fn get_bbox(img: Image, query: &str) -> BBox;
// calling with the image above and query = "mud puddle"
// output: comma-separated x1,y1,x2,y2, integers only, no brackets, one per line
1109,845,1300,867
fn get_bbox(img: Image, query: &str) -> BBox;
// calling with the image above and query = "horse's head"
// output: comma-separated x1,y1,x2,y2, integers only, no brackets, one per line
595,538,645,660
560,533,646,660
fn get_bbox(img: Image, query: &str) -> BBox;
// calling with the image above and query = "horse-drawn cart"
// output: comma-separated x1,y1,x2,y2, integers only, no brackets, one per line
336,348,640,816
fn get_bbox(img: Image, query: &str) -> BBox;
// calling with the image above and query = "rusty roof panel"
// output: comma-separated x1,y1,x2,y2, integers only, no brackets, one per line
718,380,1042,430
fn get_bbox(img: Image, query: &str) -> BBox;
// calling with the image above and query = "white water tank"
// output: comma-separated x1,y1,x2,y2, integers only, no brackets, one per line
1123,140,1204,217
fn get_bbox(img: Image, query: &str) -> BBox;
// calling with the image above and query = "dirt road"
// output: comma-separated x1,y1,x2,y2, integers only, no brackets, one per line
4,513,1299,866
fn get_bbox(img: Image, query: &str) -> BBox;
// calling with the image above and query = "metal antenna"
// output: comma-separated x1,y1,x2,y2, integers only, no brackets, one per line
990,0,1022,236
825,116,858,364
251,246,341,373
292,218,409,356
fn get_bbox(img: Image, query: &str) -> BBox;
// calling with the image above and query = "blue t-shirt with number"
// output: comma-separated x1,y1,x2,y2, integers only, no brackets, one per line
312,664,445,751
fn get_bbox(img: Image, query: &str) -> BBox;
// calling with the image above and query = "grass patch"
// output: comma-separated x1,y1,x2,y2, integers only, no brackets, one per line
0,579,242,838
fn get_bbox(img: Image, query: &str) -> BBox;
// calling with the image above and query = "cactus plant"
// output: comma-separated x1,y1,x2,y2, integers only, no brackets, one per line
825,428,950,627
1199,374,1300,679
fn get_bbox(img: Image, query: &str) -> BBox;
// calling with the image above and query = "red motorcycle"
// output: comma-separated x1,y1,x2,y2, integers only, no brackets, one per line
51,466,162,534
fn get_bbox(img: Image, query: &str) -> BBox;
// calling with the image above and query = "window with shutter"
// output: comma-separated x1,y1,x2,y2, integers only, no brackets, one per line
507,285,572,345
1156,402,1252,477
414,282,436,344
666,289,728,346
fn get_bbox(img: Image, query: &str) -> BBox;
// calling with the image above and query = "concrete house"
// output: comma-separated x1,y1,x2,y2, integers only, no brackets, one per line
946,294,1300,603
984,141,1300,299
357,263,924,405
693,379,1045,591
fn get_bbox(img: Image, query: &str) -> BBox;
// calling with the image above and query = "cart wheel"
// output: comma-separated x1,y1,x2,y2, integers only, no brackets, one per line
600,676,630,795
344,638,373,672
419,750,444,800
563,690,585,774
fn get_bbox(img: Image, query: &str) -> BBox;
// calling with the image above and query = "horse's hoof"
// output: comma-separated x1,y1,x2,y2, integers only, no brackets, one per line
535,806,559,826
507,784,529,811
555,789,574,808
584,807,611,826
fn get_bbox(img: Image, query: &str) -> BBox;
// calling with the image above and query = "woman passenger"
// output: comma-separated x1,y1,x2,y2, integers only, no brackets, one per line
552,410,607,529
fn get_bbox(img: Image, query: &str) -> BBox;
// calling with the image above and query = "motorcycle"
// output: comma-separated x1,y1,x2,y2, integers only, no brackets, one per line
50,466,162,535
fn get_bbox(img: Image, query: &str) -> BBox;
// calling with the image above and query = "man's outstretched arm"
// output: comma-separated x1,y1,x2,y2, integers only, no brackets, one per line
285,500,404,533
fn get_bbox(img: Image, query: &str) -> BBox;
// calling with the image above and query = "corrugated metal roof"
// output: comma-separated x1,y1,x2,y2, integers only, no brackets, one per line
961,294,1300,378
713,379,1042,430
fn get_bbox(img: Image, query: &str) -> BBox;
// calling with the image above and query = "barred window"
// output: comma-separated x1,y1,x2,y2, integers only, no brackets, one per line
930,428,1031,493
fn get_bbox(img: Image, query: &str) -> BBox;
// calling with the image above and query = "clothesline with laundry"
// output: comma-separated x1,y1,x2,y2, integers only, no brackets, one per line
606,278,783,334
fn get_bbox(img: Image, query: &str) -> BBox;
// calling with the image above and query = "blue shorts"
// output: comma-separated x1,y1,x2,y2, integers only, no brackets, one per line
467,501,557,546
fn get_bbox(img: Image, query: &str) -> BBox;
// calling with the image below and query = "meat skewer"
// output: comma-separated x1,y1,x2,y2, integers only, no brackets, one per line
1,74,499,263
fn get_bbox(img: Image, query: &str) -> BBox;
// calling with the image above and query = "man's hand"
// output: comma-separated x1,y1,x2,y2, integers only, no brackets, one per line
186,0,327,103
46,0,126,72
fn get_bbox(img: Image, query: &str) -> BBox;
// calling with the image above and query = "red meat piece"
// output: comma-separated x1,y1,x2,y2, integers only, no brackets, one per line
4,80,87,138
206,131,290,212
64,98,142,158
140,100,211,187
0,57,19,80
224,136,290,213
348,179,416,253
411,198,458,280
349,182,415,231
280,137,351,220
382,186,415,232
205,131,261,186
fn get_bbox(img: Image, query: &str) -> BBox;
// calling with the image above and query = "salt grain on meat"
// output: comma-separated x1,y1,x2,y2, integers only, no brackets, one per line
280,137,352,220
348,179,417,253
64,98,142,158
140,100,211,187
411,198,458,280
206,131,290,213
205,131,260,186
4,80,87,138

About this exercise »
Search the entries for the word "window" and gather every line where it appears.

Answer to this exercise »
// calling with the image above and query = "window with shutter"
// calling with the image above and query = "barred window"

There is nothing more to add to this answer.